* The task: Put each line of the entries below into a numbered list, skipping any blank lines and leaving the pictures out.

++++ Exercise data ++++

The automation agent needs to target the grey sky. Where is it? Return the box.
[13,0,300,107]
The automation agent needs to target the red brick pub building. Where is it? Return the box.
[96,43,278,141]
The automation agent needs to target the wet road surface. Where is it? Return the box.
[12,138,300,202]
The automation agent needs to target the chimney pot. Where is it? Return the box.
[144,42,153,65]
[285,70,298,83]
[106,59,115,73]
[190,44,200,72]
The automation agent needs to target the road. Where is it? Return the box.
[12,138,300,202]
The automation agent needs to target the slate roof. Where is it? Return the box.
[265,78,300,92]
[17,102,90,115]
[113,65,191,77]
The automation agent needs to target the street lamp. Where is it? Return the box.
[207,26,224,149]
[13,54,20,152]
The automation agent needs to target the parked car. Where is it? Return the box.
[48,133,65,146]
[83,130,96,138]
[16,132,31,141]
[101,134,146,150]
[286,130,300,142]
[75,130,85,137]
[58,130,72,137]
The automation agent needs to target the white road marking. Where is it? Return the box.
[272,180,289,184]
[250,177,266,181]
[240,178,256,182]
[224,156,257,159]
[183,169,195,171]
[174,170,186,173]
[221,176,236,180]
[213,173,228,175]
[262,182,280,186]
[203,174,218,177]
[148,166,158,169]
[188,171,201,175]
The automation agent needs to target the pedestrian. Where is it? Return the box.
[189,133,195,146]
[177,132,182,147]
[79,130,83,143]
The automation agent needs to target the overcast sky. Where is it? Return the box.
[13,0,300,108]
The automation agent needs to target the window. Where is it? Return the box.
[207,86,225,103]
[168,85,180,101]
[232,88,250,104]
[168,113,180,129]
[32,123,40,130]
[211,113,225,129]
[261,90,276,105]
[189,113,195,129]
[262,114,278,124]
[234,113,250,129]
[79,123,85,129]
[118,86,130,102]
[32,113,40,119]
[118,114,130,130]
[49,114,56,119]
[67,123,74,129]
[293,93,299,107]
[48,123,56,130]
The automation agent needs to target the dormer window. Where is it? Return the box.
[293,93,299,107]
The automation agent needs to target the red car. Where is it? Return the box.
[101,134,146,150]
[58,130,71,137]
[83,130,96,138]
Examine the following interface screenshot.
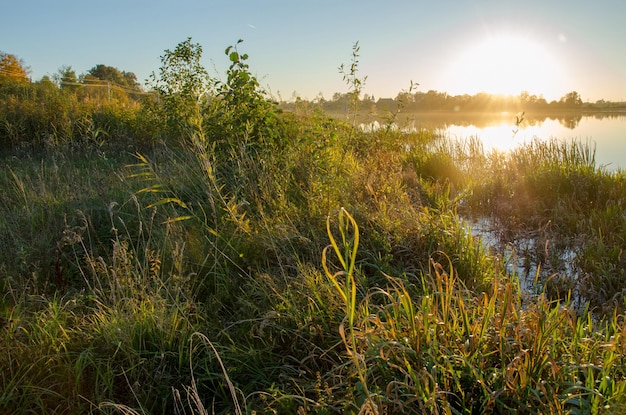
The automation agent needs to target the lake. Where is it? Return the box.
[362,112,626,171]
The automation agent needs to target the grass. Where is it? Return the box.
[0,42,626,414]
[0,115,626,413]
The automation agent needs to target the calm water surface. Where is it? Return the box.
[434,115,626,171]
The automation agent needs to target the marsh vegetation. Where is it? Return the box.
[0,39,626,414]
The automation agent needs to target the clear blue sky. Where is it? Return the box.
[0,0,626,102]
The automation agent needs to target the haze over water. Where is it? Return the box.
[414,114,626,171]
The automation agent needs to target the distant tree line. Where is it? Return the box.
[0,52,158,151]
[294,90,626,113]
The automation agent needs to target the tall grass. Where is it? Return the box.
[0,38,626,414]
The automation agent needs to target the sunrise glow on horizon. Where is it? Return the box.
[0,0,626,102]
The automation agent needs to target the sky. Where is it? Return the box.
[0,0,626,102]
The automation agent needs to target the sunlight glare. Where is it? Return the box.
[448,35,564,100]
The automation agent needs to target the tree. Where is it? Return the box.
[561,91,583,107]
[87,64,139,89]
[54,65,80,91]
[0,52,29,82]
[150,37,210,138]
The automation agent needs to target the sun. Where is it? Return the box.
[446,34,564,99]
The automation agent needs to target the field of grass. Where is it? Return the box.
[0,39,626,414]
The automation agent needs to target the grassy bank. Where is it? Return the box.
[0,38,626,414]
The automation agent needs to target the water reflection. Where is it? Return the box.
[361,112,626,171]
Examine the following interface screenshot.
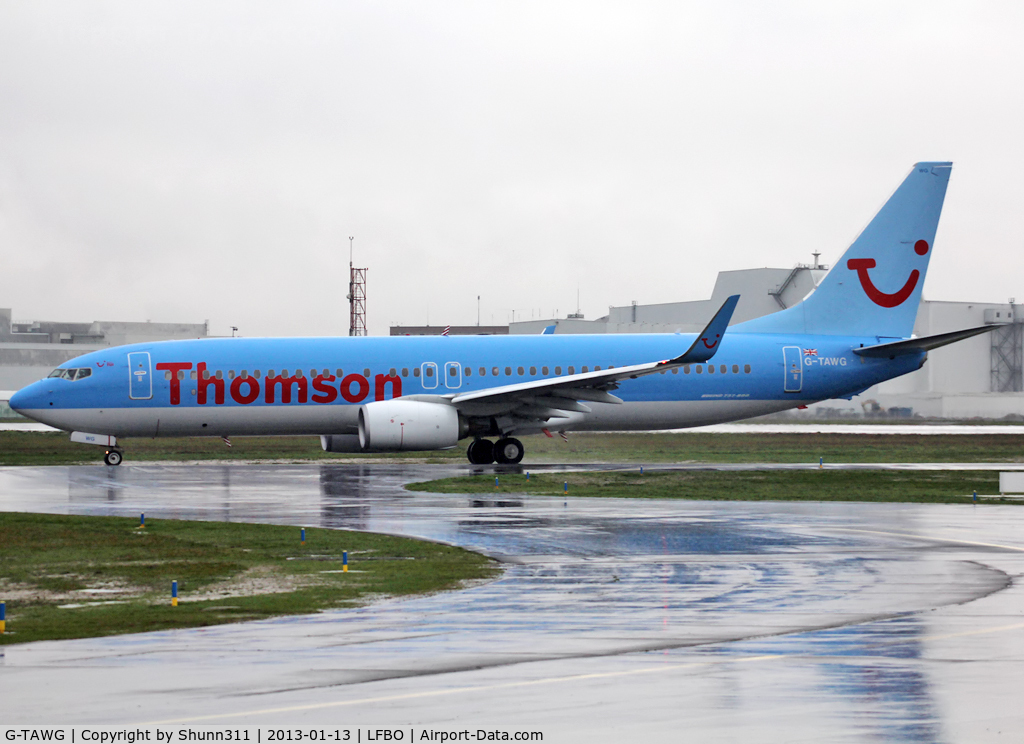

++++

* Output for this task:
1. The automation agent needs to target the grey sky. Where is it? Return the box.
2. [13,0,300,107]
3. The automation agent needs to target the red brick pub building. Where is it? Return the box.
4. [96,43,278,141]
5. The automation agent needs to target the wet road surface. Where is it? Return the box.
6. [12,138,300,202]
7. The automation agent needs to target the chimney pot. Where is it? Return the box.
8. [144,42,153,65]
9. [285,70,298,83]
10. [106,59,115,73]
11. [190,44,200,72]
12. The automation agent needs to target the road. Where is it? Return the box.
13. [12,138,300,202]
14. The automation agent needs to target the slate roof. Where is it? Return the box.
15. [265,78,300,92]
16. [17,102,90,115]
17. [113,65,191,77]
18. The automation agent needs to target the street lamp. Where is it? Return the box.
19. [207,26,224,149]
20. [13,54,20,152]
21. The automation agent needs to target the parked car. Where is it? Return the box.
22. [48,133,65,146]
23. [83,130,96,138]
24. [16,132,31,141]
25. [101,134,146,150]
26. [286,130,300,142]
27. [75,130,85,137]
28. [58,130,72,137]
29. The automation agent needs to target the white road marking. Where is it? Return the box.
30. [272,180,289,184]
31. [250,177,266,181]
32. [240,178,256,182]
33. [224,156,257,159]
34. [183,169,195,171]
35. [174,170,186,173]
36. [221,176,236,180]
37. [213,173,228,175]
38. [262,182,280,186]
39. [203,174,218,177]
40. [148,166,158,169]
41. [188,171,201,175]
42. The automation agent needs to target the pedestrian. Where is it? Return the box.
43. [189,133,195,146]
44. [177,132,182,147]
45. [79,130,83,143]
46. The automation agent needs to target the overcast sky. Where is it? Return the box.
47. [13,0,300,108]
48. The automation agent needs to target the window. Where is it? Return the box.
49. [207,86,225,103]
50. [168,85,180,101]
51. [232,88,250,104]
52. [168,113,180,129]
53. [32,123,40,130]
54. [211,113,225,129]
55. [261,90,276,105]
56. [189,113,195,129]
57. [262,114,278,124]
58. [234,113,250,129]
59. [79,123,85,129]
60. [118,86,130,102]
61. [32,113,40,119]
62. [118,114,130,130]
63. [49,114,56,119]
64. [67,123,74,129]
65. [293,93,299,107]
66. [48,123,56,130]
67. The automation agent needs to target the dormer window. Where is it? Return the box.
68. [293,93,299,107]
69. The automation agent needs to target the red car. Where is it? Return the box.
70. [101,134,146,150]
71. [58,130,71,137]
72. [83,130,96,138]
73. Examine the following interface screenshot.
74. The automation agent needs to target the lake. Where is it? Return the box.
75. [362,112,626,171]
76. The automation agent needs to target the grass. Where is it? Return the box.
77. [0,42,626,414]
78. [0,115,626,413]
79. The automation agent needs to target the calm water surface. Where is it? Return the box.
80. [434,115,626,171]
81. The automation agent needs to target the marsh vegetation. Where is it? Return the box.
82. [0,39,626,414]
83. The automation agent needs to target the clear blue sky. Where is it? Return the box.
84. [0,0,626,102]
85. The automation agent needs to target the haze over water. Where is it? Return the box.
86. [414,114,626,171]
87. The automation agent needs to target the distant tree line. Where is it? Return the box.
88. [0,52,158,151]
89. [294,90,626,113]
90. The automation agent needs to target the tall grass. Where is it? Return the box.
91. [0,38,626,414]
92. The automation agent needs to target the sunrise glow on horizon. Where is it? Return the box.
93. [0,0,626,102]
94. The automation agent needs to target the sky. Where is it? Return the box.
95. [0,0,626,102]
96. The automation agent needs to target the sunlight glare. Where is it? Return the box.
97. [448,35,564,100]
98. The automation agent needs to target the tree. Where is it? Return the box.
99. [561,91,583,107]
100. [87,64,139,89]
101. [54,65,80,91]
102. [0,52,29,82]
103. [150,37,210,138]
104. The automation agent needs to target the sun. Where is it? Return the box.
105. [446,34,564,99]
106. The automation agent needs to target the field of grass. Where is it? Return the box.
107. [0,39,626,414]
108. The automation agent needs to target the grassy bank. Where is it? Return the box.
109. [0,38,626,414]
110. The automation agent needs to target the water reflection. Where is it? Return the box.
111. [361,112,626,171]
112. Examine the following interface screenshot.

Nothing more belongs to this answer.